Brief A:
From the Pound Euro exchange rate report, set down everything from "The Pound Euro" down to "were eased further." with no changes.
Brief B:
Answer these from the Pound Euro exchange rate report:
(i) At what level did GBP/EUR close the previous week?
(ii) What figure did consumer price inflation jump to?
(iii) By what percentage did Covid cases rise in a week?

Selected excerpt:
-=-=-

GBP/EUR: Euro Falls Ahead of ECB Decision
  • Pound (GBP) supported by strong PMI & retail sales data in previous week
  • Covid cases rise 10.5% in a week
  • Euro (EUR) trades found strength from weaker US Dollar last week
  • German GDP data due tomorrow

The Pound Euro (GBP/EUR) exchange rate is holding steady at the start of the week. The pair closed out the previous week at €1.1612, roughly the same level that it had started the week and approximately mid way through the weekly traded range. At 05:45 UTC, GBP/EUR trades +0.03% at €1.1615.

After a busy week for UK data last week, this week is much quieter. Across the previous week a barrage of numbers were released providing further insight into the health of the UK economy just as lockdown restrictions were eased further.

UK unemployment unexpectedly fell in the three months to March. Inflation as measured by consumer prices jumped to 1.8%. Retail sales also surged higher to 9.2% month on month in April, as shops re-opened their doors. Finally, PMI data revealed that the UK service sector activity has fired back into life as restrictions eased.

-=-=-

Collected material:
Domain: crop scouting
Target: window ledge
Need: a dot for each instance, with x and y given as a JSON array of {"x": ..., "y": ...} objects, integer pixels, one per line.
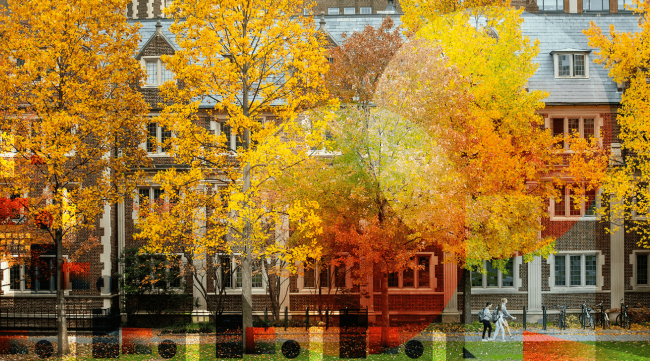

-=-=-

Written response A:
The Pound Euro (GBP/EUR) exchange rate is holding steady at the start of the week. The pair closed out the previous week at €1.1612, roughly the same level that it had started the week and approximately mid way through the weekly traded range. At 05:45 UTC, GBP/EUR trades +0.03% at €1.1615.

After a busy week for UK data last week, this week is much quieter. Across the previous week a barrage of numbers were released providing further insight into the health of the UK economy just as lockdown restrictions were eased further.

Written response B:
(i) €1.1612
(ii) 1.8%
(iii) 10.5%